*Instructions for the task*
Below is a block of entries; repeat exactly the lines starting at the line that contains "[point] water reflection" and ending at the line that contains "[point] grassy bank", both included.

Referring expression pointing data
=== Section Start ===

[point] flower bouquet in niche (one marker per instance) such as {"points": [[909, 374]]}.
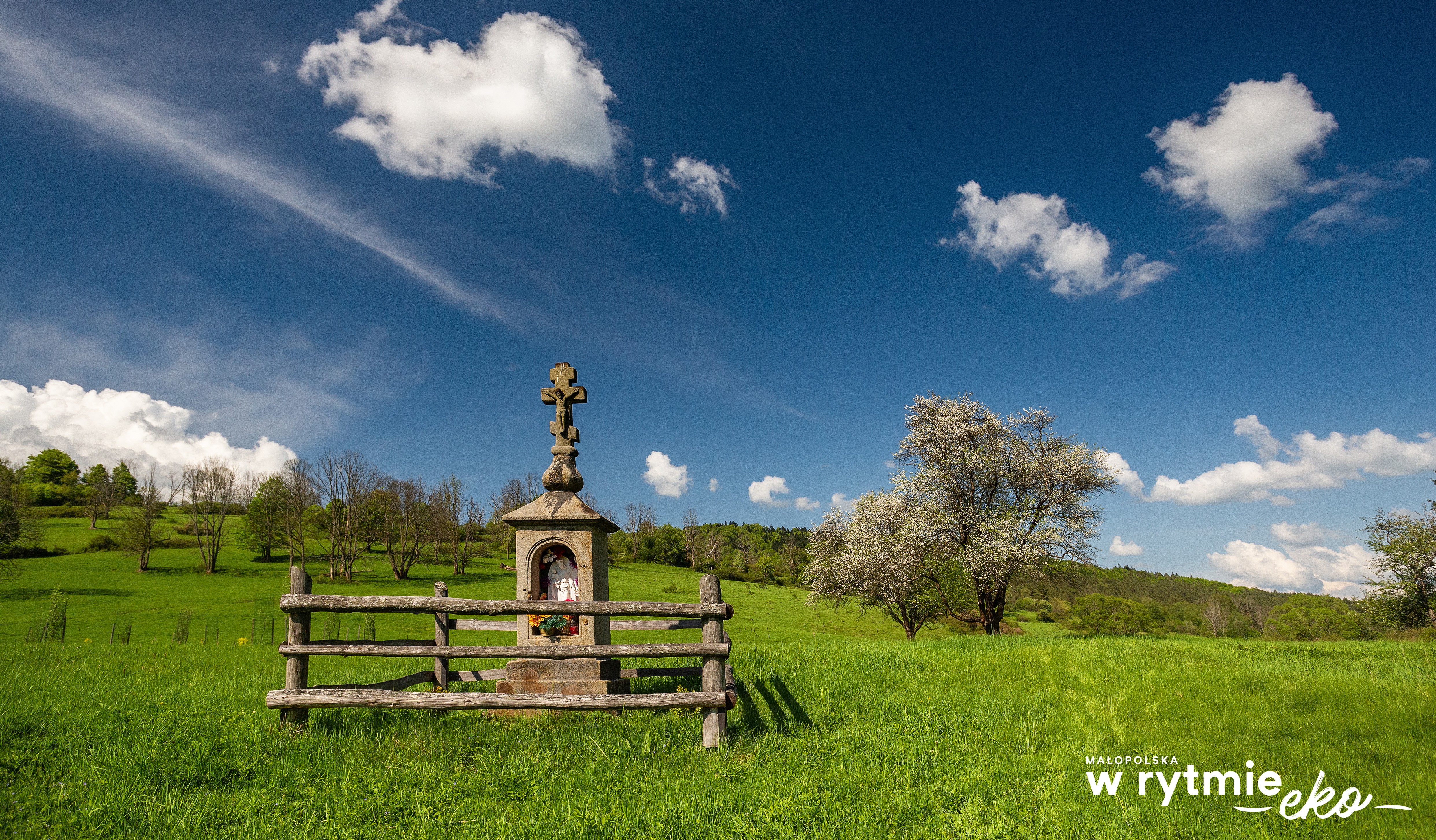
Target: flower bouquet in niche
{"points": [[552, 625]]}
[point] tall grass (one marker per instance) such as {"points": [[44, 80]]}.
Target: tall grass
{"points": [[967, 737]]}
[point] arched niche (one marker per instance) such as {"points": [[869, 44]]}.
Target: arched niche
{"points": [[553, 573]]}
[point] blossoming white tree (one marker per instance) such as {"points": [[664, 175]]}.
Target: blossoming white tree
{"points": [[881, 555], [1000, 495]]}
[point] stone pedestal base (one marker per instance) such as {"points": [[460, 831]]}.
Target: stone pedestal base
{"points": [[561, 677]]}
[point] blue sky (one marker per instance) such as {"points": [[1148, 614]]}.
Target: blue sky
{"points": [[269, 216]]}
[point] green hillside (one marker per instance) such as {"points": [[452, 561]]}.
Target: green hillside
{"points": [[842, 730]]}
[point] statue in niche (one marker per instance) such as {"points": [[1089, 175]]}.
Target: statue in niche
{"points": [[559, 579]]}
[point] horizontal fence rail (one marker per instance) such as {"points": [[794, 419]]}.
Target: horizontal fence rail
{"points": [[717, 650], [718, 685], [410, 700], [617, 625], [398, 604]]}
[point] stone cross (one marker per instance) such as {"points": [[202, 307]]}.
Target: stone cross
{"points": [[562, 397]]}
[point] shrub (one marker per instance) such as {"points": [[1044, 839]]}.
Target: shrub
{"points": [[1316, 617], [1105, 615], [101, 543]]}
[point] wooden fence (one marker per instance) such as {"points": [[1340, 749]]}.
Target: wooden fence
{"points": [[298, 697]]}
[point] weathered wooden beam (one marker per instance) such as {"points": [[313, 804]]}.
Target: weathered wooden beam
{"points": [[716, 720], [440, 635], [477, 676], [296, 668], [381, 642], [615, 625], [388, 685], [482, 625], [423, 700], [658, 625], [637, 673], [401, 604], [716, 650]]}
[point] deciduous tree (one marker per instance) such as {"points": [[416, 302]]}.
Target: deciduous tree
{"points": [[299, 496], [125, 484], [212, 495], [1004, 495], [265, 515], [345, 482], [101, 493], [140, 532], [1404, 573], [409, 525], [882, 555]]}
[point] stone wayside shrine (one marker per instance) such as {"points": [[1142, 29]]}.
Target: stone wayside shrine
{"points": [[563, 657], [562, 555]]}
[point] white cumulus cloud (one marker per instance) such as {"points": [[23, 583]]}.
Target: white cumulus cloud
{"points": [[1123, 549], [1128, 477], [1302, 536], [1310, 463], [1247, 156], [430, 110], [1355, 190], [1297, 568], [106, 427], [693, 186], [664, 477], [1026, 226], [763, 492]]}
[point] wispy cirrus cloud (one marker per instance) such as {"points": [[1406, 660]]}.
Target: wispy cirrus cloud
{"points": [[51, 75]]}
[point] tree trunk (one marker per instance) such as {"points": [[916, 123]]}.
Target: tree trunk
{"points": [[990, 606]]}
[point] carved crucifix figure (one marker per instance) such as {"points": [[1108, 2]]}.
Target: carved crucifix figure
{"points": [[562, 397], [563, 473]]}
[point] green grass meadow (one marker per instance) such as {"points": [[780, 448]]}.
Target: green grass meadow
{"points": [[844, 730]]}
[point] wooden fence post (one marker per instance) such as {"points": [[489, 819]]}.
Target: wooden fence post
{"points": [[716, 721], [296, 668], [441, 638]]}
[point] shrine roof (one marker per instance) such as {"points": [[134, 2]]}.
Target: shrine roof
{"points": [[559, 508]]}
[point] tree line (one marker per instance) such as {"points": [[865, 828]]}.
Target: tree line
{"points": [[341, 508], [986, 500]]}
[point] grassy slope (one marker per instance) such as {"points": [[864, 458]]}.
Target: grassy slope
{"points": [[104, 588], [835, 736]]}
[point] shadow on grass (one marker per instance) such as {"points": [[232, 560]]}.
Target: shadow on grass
{"points": [[785, 710], [35, 594]]}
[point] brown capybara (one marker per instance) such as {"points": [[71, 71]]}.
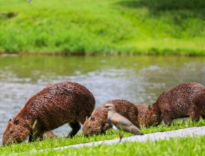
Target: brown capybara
{"points": [[55, 105], [49, 134], [98, 123], [142, 110], [187, 99]]}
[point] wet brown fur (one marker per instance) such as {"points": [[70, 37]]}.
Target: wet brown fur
{"points": [[55, 105], [98, 123], [49, 134], [185, 100], [142, 110]]}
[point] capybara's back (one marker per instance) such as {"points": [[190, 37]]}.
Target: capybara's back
{"points": [[142, 110], [187, 99], [98, 122], [57, 104], [62, 103]]}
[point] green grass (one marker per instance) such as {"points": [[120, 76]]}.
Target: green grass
{"points": [[51, 143], [108, 26], [175, 146]]}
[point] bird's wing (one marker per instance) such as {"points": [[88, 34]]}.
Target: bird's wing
{"points": [[124, 125], [119, 122]]}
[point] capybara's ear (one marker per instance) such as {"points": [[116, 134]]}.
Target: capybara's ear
{"points": [[92, 118], [16, 121]]}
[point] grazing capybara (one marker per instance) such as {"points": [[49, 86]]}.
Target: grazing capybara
{"points": [[187, 99], [98, 123], [49, 134], [55, 105], [142, 110]]}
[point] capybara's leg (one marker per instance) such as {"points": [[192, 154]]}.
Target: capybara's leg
{"points": [[105, 128], [194, 113], [203, 116], [75, 128], [167, 118], [33, 137]]}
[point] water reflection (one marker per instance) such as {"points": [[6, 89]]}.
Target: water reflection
{"points": [[138, 79]]}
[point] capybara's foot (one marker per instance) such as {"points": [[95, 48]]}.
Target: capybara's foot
{"points": [[75, 128]]}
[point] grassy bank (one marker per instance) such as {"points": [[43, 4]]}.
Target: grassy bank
{"points": [[51, 143], [175, 146], [108, 26]]}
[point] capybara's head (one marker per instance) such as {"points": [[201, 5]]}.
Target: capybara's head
{"points": [[15, 132], [95, 123], [151, 118]]}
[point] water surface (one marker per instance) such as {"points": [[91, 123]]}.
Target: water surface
{"points": [[138, 79]]}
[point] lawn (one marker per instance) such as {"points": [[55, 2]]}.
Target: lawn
{"points": [[103, 27], [62, 141]]}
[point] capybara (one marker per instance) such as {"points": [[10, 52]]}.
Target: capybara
{"points": [[187, 99], [49, 134], [142, 110], [55, 105], [98, 123]]}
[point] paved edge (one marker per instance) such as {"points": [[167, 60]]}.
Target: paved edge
{"points": [[193, 131]]}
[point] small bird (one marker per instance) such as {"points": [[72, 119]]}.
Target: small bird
{"points": [[119, 122]]}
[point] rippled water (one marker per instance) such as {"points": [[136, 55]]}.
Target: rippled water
{"points": [[138, 79]]}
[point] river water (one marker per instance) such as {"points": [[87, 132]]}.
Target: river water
{"points": [[138, 79]]}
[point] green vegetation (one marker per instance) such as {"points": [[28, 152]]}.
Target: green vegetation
{"points": [[175, 146], [108, 26], [51, 143]]}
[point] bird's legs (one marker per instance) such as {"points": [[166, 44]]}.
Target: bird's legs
{"points": [[121, 136]]}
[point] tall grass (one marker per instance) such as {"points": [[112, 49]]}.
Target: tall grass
{"points": [[173, 147], [62, 141], [108, 26]]}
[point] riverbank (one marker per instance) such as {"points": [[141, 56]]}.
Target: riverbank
{"points": [[103, 27], [79, 139]]}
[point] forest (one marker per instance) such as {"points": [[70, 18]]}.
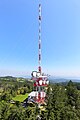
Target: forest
{"points": [[62, 100]]}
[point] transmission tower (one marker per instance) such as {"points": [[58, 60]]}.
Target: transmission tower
{"points": [[40, 80]]}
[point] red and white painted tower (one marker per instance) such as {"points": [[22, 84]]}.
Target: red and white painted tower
{"points": [[40, 18], [40, 80]]}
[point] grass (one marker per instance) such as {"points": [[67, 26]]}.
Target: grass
{"points": [[21, 98]]}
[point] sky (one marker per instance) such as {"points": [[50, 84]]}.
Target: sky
{"points": [[60, 37]]}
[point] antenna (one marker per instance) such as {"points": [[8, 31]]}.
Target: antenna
{"points": [[40, 18]]}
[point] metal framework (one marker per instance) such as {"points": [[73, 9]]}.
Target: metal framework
{"points": [[40, 80]]}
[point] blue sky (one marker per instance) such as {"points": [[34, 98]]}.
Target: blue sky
{"points": [[60, 37]]}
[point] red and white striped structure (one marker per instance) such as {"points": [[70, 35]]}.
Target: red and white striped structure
{"points": [[40, 18], [40, 80]]}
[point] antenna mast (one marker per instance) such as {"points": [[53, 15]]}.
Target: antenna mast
{"points": [[40, 18]]}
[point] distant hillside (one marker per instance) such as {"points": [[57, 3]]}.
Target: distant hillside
{"points": [[59, 80]]}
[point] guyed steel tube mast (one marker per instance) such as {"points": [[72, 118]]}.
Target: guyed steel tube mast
{"points": [[40, 80]]}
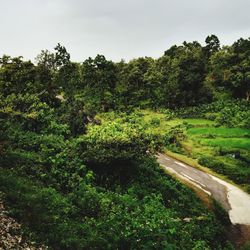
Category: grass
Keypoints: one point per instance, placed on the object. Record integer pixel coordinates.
(228, 143)
(220, 132)
(203, 140)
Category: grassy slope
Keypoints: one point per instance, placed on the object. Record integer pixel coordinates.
(204, 139)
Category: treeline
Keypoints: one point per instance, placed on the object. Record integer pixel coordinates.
(77, 183)
(186, 75)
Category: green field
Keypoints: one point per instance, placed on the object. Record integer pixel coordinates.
(225, 151)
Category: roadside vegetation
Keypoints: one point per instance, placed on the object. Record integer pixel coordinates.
(77, 145)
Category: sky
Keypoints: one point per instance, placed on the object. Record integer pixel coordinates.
(118, 29)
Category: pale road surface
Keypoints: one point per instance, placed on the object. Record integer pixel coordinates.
(235, 201)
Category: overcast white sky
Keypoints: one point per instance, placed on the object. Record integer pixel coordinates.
(117, 28)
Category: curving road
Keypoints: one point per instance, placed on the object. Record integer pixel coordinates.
(235, 201)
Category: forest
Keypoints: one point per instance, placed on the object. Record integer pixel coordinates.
(78, 144)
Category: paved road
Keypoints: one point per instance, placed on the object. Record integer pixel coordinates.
(235, 201)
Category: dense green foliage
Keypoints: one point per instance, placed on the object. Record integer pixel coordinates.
(77, 180)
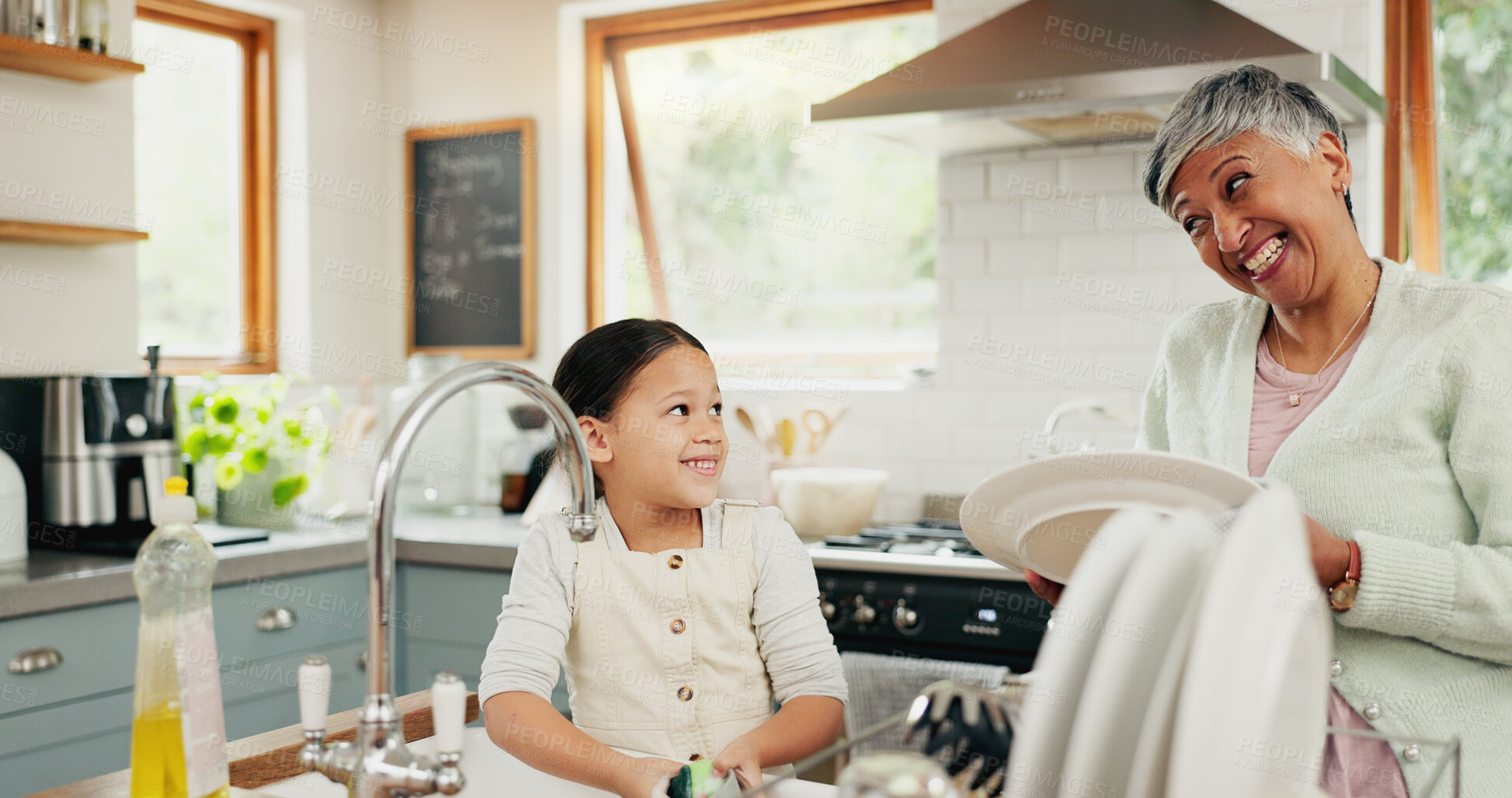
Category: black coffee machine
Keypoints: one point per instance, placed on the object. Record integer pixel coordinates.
(94, 451)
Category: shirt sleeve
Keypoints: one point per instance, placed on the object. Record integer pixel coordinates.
(791, 633)
(1455, 594)
(1152, 434)
(530, 644)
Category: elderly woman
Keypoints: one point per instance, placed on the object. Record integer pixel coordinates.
(1382, 397)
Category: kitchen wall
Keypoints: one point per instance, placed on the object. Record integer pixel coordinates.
(1055, 277)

=== Section End ===

*Solution*
[point] water reflection (one marker per instance) such as {"points": [[6, 89]]}.
Target: water reflection
{"points": [[138, 79]]}
[point] capybara's foot (one marker per instance) such as {"points": [[95, 48]]}.
Target: capybara's foot
{"points": [[75, 128]]}
[point] grassy bank (one marker per instance) such as {"points": [[43, 4]]}.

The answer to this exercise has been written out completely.